── Source extract

In this notebook I use the cleaned dataset of resumes and jobs prepared respectively in EDA_LN_resumes.ipynb and in EDA_jobs.ipynb.

Notice that the resumes vary into 25 categories, instead the jobs are all about data science and machine learning. So the recommender (of course) works well with resumes of people in these field.

# Import libraries

In [1]:
import pandas as pd
import numpy as np
from sklearn.feature_extraction.text import TfidfVectorizer, CountVectorizer
from sklearn.metrics.pairwise import cosine_similarity

# Load data

In [2]:
df_resume = pd.read_csv('/content/drive/MyDrive/UNIPI AIDE/1° anno/Data mining & ML/Project/Data/resume_cleaned.csv')
df_job = pd.read_csv('/content/drive/MyDrive/UNIPI AIDE/1° anno/Data mining & ML/Project/Job Recommender/job_cleaned.csv')

In [3]:
df_resume = df_resume.reset_index().rename(columns = {'index': 'userID'})

────

Brief A.
Copy the passage of the job recommender notebook starting at "In this notebook" and ending at "in these field.".
Brief B.
According to the job recommender notebook, how many categories do the resumes fall into?
Use only the job recommender notebook to respond.

── Listed entries

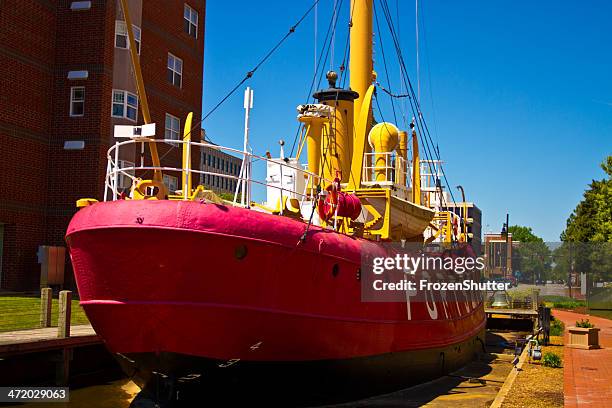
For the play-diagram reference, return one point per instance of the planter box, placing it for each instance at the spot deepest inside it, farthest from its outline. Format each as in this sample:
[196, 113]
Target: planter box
[583, 338]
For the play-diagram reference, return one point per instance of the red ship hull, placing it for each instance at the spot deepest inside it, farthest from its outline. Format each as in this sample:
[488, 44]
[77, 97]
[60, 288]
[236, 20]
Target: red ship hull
[227, 284]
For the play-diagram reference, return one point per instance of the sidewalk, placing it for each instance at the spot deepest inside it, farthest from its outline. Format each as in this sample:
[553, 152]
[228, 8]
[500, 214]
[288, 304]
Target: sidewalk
[587, 374]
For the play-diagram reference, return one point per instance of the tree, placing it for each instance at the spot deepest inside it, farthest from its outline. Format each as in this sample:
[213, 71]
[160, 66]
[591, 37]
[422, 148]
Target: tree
[531, 256]
[587, 238]
[591, 220]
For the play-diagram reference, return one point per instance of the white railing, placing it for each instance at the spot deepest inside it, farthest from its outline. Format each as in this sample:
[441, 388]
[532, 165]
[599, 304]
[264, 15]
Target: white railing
[393, 168]
[116, 170]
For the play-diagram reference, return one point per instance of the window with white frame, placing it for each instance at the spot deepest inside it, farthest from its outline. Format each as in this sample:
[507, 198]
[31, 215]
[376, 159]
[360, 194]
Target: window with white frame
[124, 181]
[175, 70]
[173, 126]
[125, 105]
[191, 21]
[171, 182]
[77, 101]
[121, 38]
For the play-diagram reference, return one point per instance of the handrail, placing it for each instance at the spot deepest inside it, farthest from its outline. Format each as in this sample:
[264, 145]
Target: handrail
[114, 170]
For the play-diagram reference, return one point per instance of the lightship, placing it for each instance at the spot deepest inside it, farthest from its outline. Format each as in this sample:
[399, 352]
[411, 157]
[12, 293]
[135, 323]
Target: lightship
[182, 282]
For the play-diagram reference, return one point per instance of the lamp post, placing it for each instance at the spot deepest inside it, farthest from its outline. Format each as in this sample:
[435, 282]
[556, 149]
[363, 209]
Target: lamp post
[505, 231]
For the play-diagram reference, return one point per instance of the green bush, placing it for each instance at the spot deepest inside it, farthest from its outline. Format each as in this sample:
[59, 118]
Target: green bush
[556, 327]
[551, 360]
[585, 324]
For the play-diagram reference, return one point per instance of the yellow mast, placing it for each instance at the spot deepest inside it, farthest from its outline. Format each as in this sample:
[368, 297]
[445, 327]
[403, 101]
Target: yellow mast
[416, 170]
[361, 54]
[144, 104]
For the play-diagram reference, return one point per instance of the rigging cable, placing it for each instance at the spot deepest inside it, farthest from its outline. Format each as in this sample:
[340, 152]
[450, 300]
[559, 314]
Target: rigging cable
[321, 64]
[419, 121]
[250, 73]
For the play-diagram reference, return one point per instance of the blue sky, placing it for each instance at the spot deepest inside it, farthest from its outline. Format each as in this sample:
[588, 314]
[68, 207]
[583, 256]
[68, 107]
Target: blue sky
[517, 94]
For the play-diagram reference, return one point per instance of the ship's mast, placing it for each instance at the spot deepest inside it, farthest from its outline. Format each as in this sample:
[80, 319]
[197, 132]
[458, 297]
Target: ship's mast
[361, 67]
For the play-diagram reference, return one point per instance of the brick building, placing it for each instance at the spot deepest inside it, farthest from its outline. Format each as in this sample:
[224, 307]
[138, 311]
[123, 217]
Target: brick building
[66, 80]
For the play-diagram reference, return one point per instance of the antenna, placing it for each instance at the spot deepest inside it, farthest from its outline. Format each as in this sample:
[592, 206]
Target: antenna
[245, 169]
[417, 60]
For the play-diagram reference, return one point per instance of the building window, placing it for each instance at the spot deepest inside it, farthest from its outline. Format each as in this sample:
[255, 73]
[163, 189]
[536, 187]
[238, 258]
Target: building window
[191, 21]
[175, 70]
[77, 101]
[171, 182]
[173, 125]
[125, 105]
[121, 38]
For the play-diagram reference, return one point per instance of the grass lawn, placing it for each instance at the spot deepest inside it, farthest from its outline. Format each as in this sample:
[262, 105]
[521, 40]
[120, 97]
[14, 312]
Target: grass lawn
[23, 312]
[537, 386]
[564, 302]
[606, 314]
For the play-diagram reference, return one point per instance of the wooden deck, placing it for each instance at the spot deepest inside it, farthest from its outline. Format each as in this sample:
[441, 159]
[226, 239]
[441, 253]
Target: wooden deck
[520, 313]
[36, 340]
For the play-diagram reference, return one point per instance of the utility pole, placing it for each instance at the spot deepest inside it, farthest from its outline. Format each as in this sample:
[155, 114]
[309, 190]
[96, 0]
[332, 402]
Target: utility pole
[570, 270]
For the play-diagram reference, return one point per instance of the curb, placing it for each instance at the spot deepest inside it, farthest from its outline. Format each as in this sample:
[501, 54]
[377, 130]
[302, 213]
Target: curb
[505, 389]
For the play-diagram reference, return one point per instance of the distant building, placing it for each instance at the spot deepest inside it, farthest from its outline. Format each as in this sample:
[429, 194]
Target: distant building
[217, 161]
[498, 255]
[65, 80]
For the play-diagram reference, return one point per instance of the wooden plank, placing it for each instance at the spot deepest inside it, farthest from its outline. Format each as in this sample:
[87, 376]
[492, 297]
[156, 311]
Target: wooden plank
[28, 341]
[522, 312]
[46, 297]
[63, 319]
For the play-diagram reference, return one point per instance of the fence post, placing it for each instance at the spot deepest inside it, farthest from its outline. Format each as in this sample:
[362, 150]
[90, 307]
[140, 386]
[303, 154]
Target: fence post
[63, 320]
[46, 297]
[535, 298]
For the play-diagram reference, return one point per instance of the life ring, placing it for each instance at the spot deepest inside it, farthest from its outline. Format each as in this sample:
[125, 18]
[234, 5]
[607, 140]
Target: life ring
[327, 204]
[140, 190]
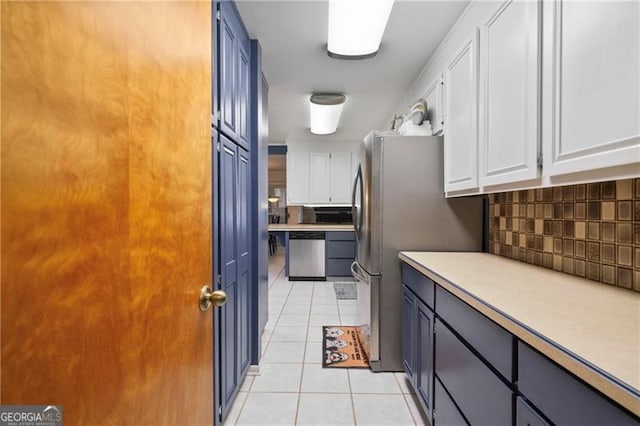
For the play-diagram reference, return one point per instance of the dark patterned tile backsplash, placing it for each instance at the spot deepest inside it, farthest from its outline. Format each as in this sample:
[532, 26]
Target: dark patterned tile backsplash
[589, 230]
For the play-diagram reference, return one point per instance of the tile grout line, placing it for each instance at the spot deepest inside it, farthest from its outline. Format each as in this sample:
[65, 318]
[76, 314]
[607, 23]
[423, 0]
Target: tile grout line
[404, 397]
[304, 352]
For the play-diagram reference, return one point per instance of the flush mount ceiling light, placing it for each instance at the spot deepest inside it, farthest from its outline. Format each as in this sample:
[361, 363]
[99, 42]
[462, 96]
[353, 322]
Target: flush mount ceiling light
[325, 109]
[356, 27]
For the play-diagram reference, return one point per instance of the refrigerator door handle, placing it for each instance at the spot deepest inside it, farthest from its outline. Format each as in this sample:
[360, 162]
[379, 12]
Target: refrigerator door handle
[356, 213]
[357, 275]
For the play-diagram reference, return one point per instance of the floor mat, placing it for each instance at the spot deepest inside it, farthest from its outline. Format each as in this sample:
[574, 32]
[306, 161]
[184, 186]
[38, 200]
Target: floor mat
[342, 348]
[345, 291]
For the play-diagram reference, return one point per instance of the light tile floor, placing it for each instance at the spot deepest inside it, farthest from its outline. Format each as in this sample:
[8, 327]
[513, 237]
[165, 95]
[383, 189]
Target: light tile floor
[294, 388]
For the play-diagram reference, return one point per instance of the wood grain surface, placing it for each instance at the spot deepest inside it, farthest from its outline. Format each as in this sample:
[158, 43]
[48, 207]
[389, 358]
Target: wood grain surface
[106, 210]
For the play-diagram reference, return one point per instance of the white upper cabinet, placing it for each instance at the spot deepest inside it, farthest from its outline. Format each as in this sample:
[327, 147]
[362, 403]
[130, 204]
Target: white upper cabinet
[510, 62]
[435, 105]
[319, 178]
[591, 94]
[341, 178]
[297, 178]
[319, 173]
[461, 127]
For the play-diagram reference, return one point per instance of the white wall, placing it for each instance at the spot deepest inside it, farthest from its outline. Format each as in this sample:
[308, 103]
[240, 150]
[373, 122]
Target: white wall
[325, 146]
[477, 13]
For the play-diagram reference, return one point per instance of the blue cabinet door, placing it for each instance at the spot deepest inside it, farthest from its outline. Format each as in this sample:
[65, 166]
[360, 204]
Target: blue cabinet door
[228, 70]
[235, 71]
[228, 231]
[244, 68]
[424, 357]
[408, 333]
[214, 63]
[244, 260]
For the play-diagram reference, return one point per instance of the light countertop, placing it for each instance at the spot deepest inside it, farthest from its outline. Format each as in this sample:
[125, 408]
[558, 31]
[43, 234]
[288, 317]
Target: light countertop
[309, 227]
[592, 329]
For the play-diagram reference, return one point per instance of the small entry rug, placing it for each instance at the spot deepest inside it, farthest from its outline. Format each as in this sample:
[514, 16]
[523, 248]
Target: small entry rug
[342, 348]
[345, 291]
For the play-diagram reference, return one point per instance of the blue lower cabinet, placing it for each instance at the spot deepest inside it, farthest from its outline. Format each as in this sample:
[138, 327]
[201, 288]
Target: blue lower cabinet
[445, 411]
[417, 347]
[481, 396]
[340, 252]
[527, 416]
[492, 342]
[424, 356]
[562, 398]
[408, 333]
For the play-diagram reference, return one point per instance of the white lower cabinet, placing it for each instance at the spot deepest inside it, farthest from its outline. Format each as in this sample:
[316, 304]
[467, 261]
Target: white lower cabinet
[591, 96]
[461, 127]
[510, 61]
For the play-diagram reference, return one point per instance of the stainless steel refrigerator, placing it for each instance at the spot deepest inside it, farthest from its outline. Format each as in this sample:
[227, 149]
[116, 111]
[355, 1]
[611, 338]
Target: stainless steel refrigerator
[398, 204]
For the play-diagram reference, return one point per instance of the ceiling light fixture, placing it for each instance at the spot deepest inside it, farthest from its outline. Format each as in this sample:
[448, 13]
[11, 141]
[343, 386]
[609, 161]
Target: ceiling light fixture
[325, 109]
[356, 27]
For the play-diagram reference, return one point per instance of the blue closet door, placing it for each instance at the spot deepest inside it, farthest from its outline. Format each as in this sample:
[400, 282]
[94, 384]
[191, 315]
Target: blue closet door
[243, 96]
[229, 249]
[228, 70]
[244, 260]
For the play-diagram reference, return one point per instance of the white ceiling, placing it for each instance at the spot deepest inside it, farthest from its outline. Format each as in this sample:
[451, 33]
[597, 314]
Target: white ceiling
[293, 35]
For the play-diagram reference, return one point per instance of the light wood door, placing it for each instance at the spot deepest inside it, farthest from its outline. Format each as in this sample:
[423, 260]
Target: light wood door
[461, 127]
[591, 101]
[510, 93]
[106, 210]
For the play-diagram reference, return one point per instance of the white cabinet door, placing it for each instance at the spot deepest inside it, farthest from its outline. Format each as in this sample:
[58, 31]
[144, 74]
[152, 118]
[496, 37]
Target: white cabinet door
[509, 108]
[461, 127]
[297, 178]
[435, 110]
[340, 178]
[591, 93]
[319, 177]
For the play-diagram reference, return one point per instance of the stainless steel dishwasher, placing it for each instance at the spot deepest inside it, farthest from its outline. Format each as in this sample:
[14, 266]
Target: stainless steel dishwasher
[306, 256]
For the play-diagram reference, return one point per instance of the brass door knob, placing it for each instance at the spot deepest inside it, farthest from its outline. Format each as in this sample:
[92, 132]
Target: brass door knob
[208, 297]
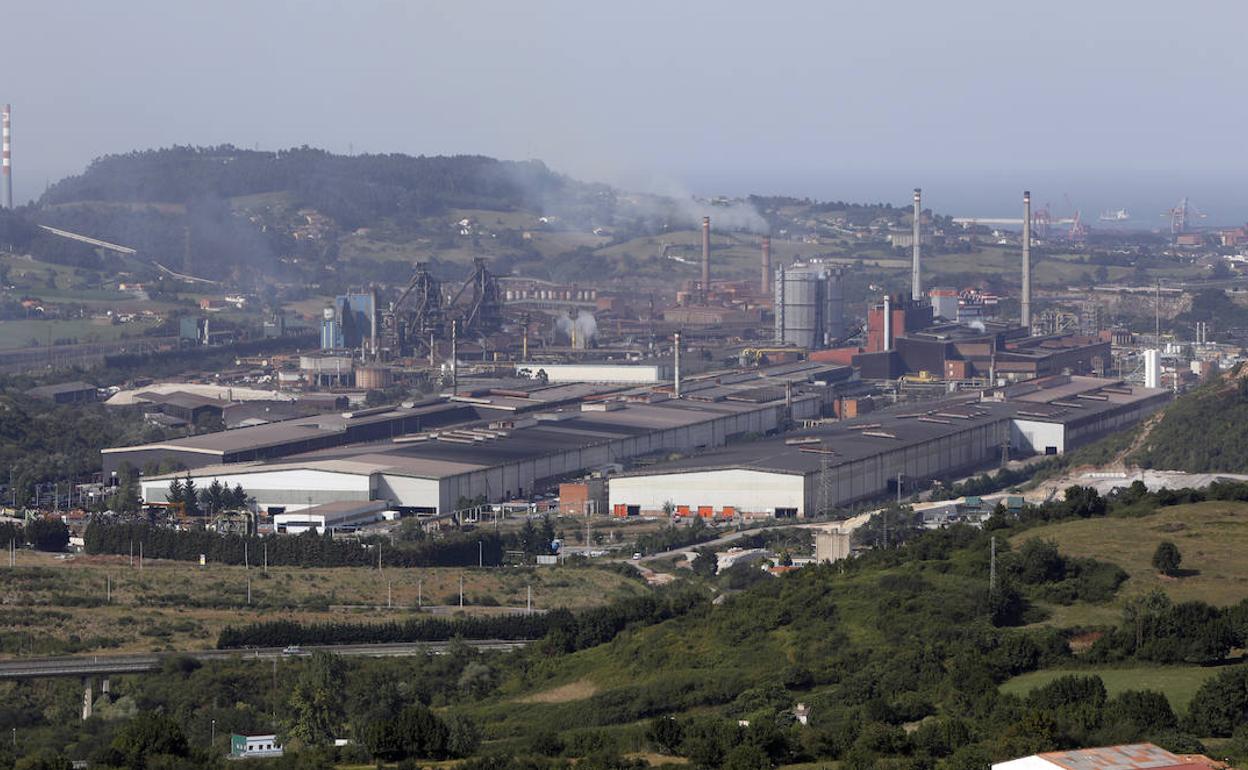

────

Full output A.
In this notebook I use the cleaned dataset of resumes and jobs prepared respectively in EDA_LN_resumes.ipynb and in EDA_jobs.ipynb.

Notice that the resumes vary into 25 categories, instead the jobs are all about data science and machine learning. So the recommender (of course) works well with resumes of people in these field.

Full output B.
25 categories